### [Selected excerpt]
'''

BENZONIA — Randy Rice is the fourth generation of his family to farm the same rolling acres in Benzie County. Originally purchased for $600 and a cow, the property was paid off before he was born. The Angus beef cattle munching on their morning hay are fetching good prices, enough to pay the bills this year.
Most of his friends aren’t so lucky, the 57-year-old said. At the auction house, farmers complain in general about grain prices and equipment breakdowns, but in small, private conversations they admit to buckling under the overwhelming stress of modern-day farming.
Farmers have one of the highest rates of suicide in Michigan — more than five times the overall state rate. That figure is likely an undercount, as some questionable deaths are tallied as accidental falls from silos and hunting mishaps, experts say.
Just ask Rice’s son, Remington, who helps on the farm when it’s time to castrate the steers but spends his days running a farmer suicide prevention program for Michigan State University Extension.
“People think of farms as sunshine and eating apples plucked right off the trees — what do they have to be depressed about?” the younger Rice said. “If you look at my blood cells, you won’t see a picture of my family farm, but in my mind, that is who I am, is this land.”
And when that is threatened, Remington Rice said, it can be too much for farmers to take.
Those who grow our food are under tremendous economic stress, as well as guilt over potentially losing farms that have been in their families for generations, say counselors who have worked with dozens of farmers across Michigan through MSU’s farmer suicide prevention program.
That lifeline was cut off this fall, as the program recently lost its funding in the most recent state budget and has been shut down.
“I’ve had farmers tell me that our counseling program saved their farm and likely saved their life,” Remington Rice told Bridge Michigan. “How do we tell farmers that we can’t support counseling anymore?”

'''

### [What to work on]
A. In the article on farmer suicide in Michigan, how does the farmers' suicide rate compare with the overall state rate?
B. Carry on the article about farmer suicide in Michigan, picking up after its final paragraph.

### [Data for review]
'''

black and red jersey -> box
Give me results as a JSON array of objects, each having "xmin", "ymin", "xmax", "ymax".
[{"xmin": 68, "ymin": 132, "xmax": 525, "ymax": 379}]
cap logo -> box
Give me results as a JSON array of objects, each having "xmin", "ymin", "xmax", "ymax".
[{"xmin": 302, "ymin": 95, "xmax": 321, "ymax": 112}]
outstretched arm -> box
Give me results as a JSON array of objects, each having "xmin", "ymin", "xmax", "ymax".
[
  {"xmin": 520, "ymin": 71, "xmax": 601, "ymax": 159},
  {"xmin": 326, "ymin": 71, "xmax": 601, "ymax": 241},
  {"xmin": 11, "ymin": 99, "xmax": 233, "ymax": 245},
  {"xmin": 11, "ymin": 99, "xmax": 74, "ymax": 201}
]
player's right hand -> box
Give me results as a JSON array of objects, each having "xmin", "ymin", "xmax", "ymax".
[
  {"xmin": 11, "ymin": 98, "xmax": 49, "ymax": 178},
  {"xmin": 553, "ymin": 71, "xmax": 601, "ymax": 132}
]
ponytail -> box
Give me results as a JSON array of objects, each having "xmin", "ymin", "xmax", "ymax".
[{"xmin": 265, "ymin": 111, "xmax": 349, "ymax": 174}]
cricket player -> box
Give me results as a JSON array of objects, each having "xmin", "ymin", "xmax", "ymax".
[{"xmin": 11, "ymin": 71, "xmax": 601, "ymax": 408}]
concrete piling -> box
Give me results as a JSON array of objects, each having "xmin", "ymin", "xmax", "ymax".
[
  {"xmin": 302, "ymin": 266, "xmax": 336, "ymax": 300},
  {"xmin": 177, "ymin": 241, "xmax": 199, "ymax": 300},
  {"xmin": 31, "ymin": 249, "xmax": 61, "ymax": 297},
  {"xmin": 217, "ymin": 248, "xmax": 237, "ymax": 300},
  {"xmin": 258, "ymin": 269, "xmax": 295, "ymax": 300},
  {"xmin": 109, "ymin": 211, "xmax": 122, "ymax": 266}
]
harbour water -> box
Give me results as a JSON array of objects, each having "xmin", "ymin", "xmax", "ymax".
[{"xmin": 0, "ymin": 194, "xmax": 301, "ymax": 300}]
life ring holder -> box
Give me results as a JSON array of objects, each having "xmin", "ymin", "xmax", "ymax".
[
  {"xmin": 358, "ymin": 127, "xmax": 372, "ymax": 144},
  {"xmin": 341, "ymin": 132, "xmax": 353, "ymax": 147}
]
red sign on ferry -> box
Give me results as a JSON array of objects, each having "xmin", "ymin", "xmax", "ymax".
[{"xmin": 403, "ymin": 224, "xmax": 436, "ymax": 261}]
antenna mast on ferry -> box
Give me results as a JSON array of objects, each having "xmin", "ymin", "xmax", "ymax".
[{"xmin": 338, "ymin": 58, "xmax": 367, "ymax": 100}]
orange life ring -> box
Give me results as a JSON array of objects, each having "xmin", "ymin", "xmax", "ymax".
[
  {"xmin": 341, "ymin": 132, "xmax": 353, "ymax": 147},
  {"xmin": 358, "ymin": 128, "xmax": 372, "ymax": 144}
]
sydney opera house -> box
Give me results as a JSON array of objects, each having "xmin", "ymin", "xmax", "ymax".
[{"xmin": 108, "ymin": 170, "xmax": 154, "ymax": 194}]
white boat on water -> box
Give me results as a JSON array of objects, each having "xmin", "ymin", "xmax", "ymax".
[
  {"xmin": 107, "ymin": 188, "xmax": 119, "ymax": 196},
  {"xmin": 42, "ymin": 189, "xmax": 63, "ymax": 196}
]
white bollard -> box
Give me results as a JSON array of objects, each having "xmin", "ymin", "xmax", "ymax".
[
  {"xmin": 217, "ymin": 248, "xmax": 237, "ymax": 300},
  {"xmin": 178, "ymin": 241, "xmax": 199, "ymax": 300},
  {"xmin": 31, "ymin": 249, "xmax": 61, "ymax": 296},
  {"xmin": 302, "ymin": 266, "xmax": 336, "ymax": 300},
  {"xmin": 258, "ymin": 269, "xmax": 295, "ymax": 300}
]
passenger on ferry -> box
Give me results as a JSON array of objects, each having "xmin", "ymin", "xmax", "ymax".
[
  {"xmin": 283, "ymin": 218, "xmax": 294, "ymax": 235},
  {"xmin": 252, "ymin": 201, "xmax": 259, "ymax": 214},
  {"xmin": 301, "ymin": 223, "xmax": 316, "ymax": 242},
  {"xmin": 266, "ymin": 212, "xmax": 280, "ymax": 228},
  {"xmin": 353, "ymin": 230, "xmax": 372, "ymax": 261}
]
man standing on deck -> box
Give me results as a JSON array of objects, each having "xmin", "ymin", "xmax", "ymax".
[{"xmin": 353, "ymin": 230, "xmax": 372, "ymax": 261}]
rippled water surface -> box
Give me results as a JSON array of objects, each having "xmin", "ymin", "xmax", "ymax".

'''

### [Exercise answers]
A. It is more than five times the overall state rate.

B.
‘Pressure to continue the family legacy’
Randy Rice raises cattle in Benzie County in northern Michigan just like his father, grandfather and great-grandfather before him. (Photo: Scott Harmsen for Bridge Michigan)
Farmer suicides have been a national crisis since at least the 1980s, with agricultural workers having one of the highest rates of suicide among all occupations.
In Michigan, 11 people working in farming, forestry and fishing died by suicide in 2023, the most recent year for which statewide data is available. Those involved in the collection of the data told Bridge that most deaths in that category each year are farm workers.
That’s a suicide rate of 84.5 per 100,000 workers, compared to an overall Michigan rate of 14.9. Farmer suicide rate was second in 2023 only to material moving workers, at 89 deaths per 100,000 workers.
The high risk of suicide is not a surprise to Misty Opel, health and farm stress educator for Michigan State University Extension. Opel said farmers face a “perfect storm of stress.”
Michigan farms employ 98,000 workers, according to state data, and have a direct economic impact of over $74 billion annually. Yet individual farmers are at the mercy of commodity markets and weather for which they have no control. An unusually wet spring or a dry summer can devastate a crop. And even if the weather is perfect, the sale price at harvest could be lower than the money invested.
“There’s a lot of financial stress being manifested in depression and anxiety,” Opel said. “I get a lot of calls saying, ‘I don’t know if I’m going to be able to keep the family farm.’”
The number of farms in Michigan has declined 7% since 2017 to 44,000, according to federal statistics, which don’t give a reason for the decline.
Families own 95% of Michigan’s farms, but only 46% of those had a net positive income from farming in 2023, according to the U.S. Department of Agriculture.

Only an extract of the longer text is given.